§ **SOURCE TEXT**:
Via Danger Room's Spencer Ackerman:
The State Department has already requisitioned an army, part of the roughly 5,000 private security contractors State is hiring to protect diplomats stationed in Iraq. Now, State is hiring someone to provide a little help from the air: an “Aviation Advisor” responsible for “Search and Rescue (SAR), medical evacuations (ME), transporting Quick Reaction Forces (QRF) to respond to incidents, and provid[ing] air transportation for Chief of Mission personnel.” It’s not a familiar job for the diplomatic corps, which is why State is seeking to bring in someone from the outside.
The State Department put out this notice on Nov. 4. That’s 58 days before the withdrawal of U.S. troops.
Fifty-eight days before State has the skies over Iraq to itself.
[..]
Continue reading, U.S. Hiring Mercenary Air Force for Iraq Rescues.Air operations are not as simple has hiring skilled pilots to put well-maintained machines in the skies.
The military has long-standing procedures in place for designing and executing aerial missions. An experienced chain of command maintains order, discipline, coordination and success. This is what the military does.

§ **RECORD EXTRACTS**:
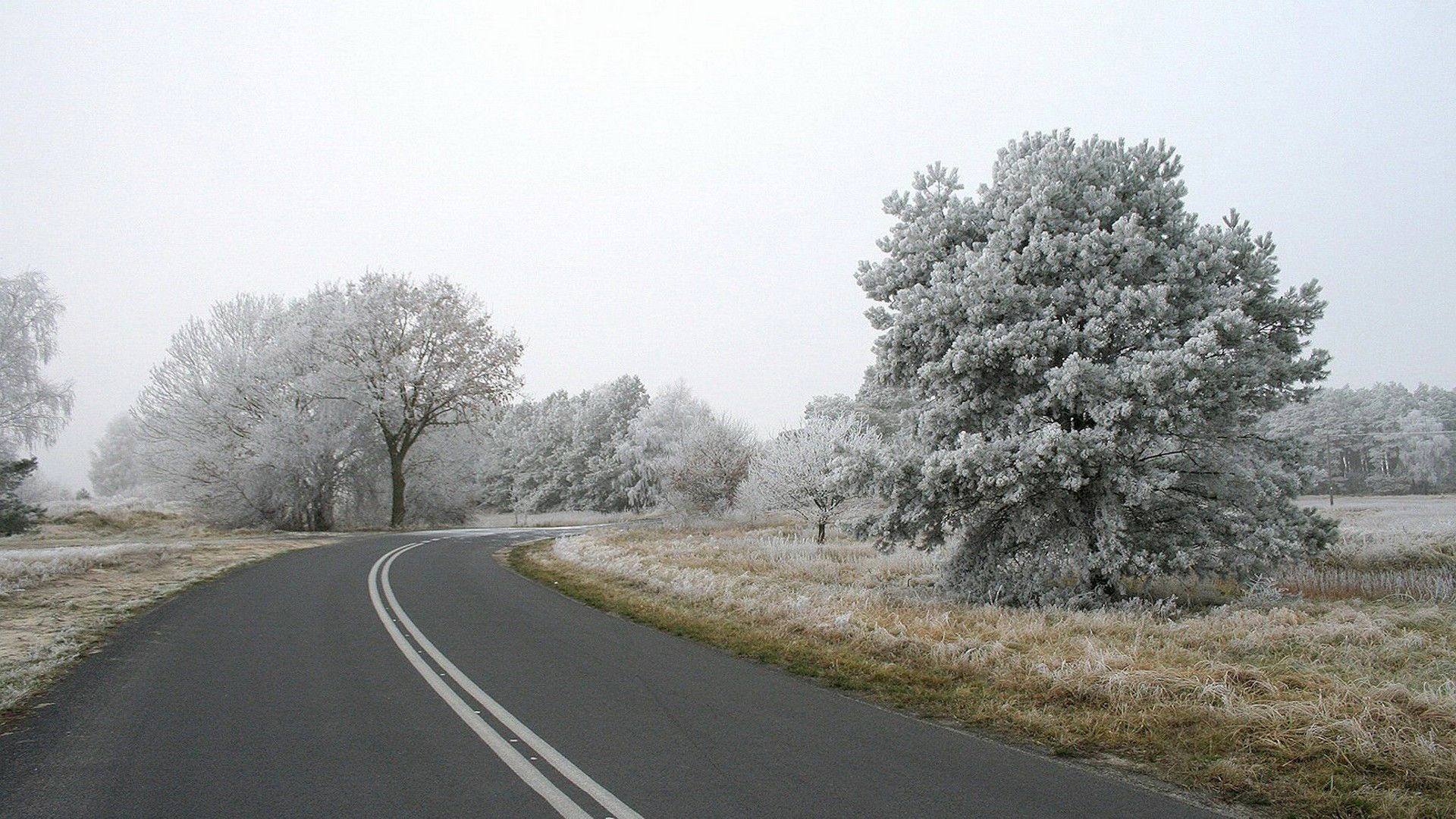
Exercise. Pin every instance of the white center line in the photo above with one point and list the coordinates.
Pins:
(532, 776)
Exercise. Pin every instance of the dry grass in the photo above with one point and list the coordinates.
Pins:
(1310, 708)
(58, 601)
(1389, 548)
(544, 519)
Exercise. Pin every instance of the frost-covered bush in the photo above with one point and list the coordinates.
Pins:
(564, 450)
(17, 515)
(1085, 366)
(115, 463)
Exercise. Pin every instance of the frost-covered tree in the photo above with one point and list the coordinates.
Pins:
(17, 515)
(1382, 439)
(115, 463)
(599, 444)
(414, 356)
(237, 425)
(33, 409)
(1085, 363)
(655, 439)
(705, 472)
(564, 452)
(814, 471)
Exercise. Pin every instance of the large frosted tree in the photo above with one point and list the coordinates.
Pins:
(1084, 363)
(414, 356)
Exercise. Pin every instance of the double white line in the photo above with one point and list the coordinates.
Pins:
(395, 620)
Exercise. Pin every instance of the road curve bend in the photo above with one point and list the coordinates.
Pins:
(414, 675)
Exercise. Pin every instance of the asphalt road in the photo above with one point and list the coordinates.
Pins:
(375, 679)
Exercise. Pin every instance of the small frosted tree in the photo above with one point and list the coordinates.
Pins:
(115, 463)
(813, 471)
(705, 472)
(1085, 363)
(655, 439)
(17, 515)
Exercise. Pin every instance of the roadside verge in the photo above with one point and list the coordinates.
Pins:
(1263, 708)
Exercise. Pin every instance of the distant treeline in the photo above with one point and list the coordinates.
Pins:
(1383, 439)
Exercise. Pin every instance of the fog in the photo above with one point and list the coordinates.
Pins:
(674, 193)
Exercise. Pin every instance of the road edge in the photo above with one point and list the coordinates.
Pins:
(807, 661)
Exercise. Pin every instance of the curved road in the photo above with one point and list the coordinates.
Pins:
(414, 675)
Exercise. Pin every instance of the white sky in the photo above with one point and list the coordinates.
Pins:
(685, 190)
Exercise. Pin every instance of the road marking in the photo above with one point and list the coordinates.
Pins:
(395, 614)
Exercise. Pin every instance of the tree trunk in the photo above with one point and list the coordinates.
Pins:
(397, 479)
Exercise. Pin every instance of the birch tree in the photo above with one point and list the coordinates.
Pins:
(33, 409)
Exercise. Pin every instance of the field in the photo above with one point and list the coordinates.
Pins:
(1305, 698)
(63, 588)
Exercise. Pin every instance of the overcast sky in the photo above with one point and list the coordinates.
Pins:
(682, 191)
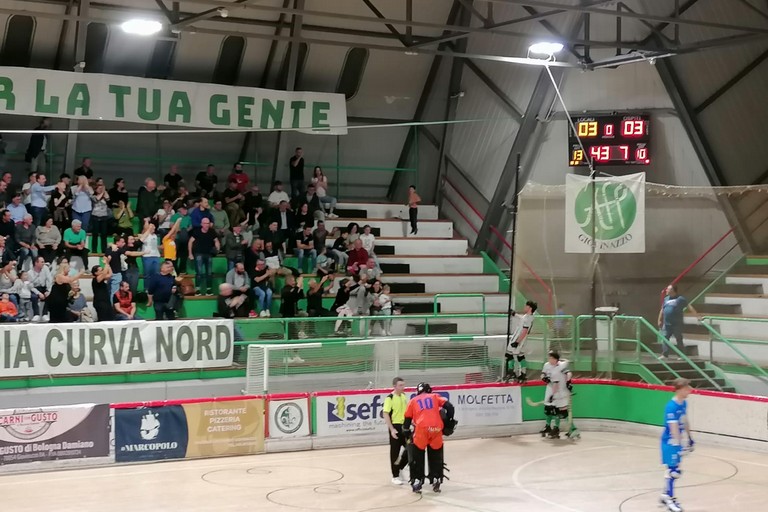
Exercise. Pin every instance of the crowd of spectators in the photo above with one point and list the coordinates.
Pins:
(45, 246)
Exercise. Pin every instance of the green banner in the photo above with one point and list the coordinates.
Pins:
(141, 100)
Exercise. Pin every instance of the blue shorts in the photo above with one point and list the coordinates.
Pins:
(670, 455)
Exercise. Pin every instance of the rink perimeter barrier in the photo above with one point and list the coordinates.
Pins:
(52, 437)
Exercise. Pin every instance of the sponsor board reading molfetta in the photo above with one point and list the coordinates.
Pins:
(350, 414)
(150, 434)
(288, 418)
(487, 406)
(53, 433)
(225, 428)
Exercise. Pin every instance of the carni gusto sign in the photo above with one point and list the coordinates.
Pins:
(30, 350)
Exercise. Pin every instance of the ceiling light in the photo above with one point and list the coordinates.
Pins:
(546, 48)
(141, 27)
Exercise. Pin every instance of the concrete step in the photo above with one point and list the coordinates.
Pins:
(384, 210)
(396, 228)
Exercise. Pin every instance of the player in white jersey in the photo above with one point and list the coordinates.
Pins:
(519, 329)
(557, 397)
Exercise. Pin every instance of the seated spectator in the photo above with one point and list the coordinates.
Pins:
(161, 291)
(125, 307)
(74, 243)
(202, 246)
(124, 218)
(25, 240)
(102, 299)
(118, 193)
(358, 257)
(278, 195)
(17, 209)
(305, 246)
(220, 218)
(320, 182)
(235, 243)
(262, 277)
(47, 239)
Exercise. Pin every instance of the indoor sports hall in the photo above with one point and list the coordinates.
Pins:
(359, 255)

§ **PROMPT 1**: Print everything in the text on State Department air operations from "The State Department put" down to "Iraq to itself.".
§ **PROMPT 2**: According to the text on State Department air operations, on what date did the State Department put out its notice for an Aviation Advisor?
These items have nothing to do with the text on the State Department's air operations in Iraq.

§ **EXERCISE RESPONSE 1**:
The State Department put out this notice on Nov. 4. That’s 58 days before the withdrawal of U.S. troops.
Fifty-eight days before State has the skies over Iraq to itself.

§ **EXERCISE RESPONSE 2**: Nov. 4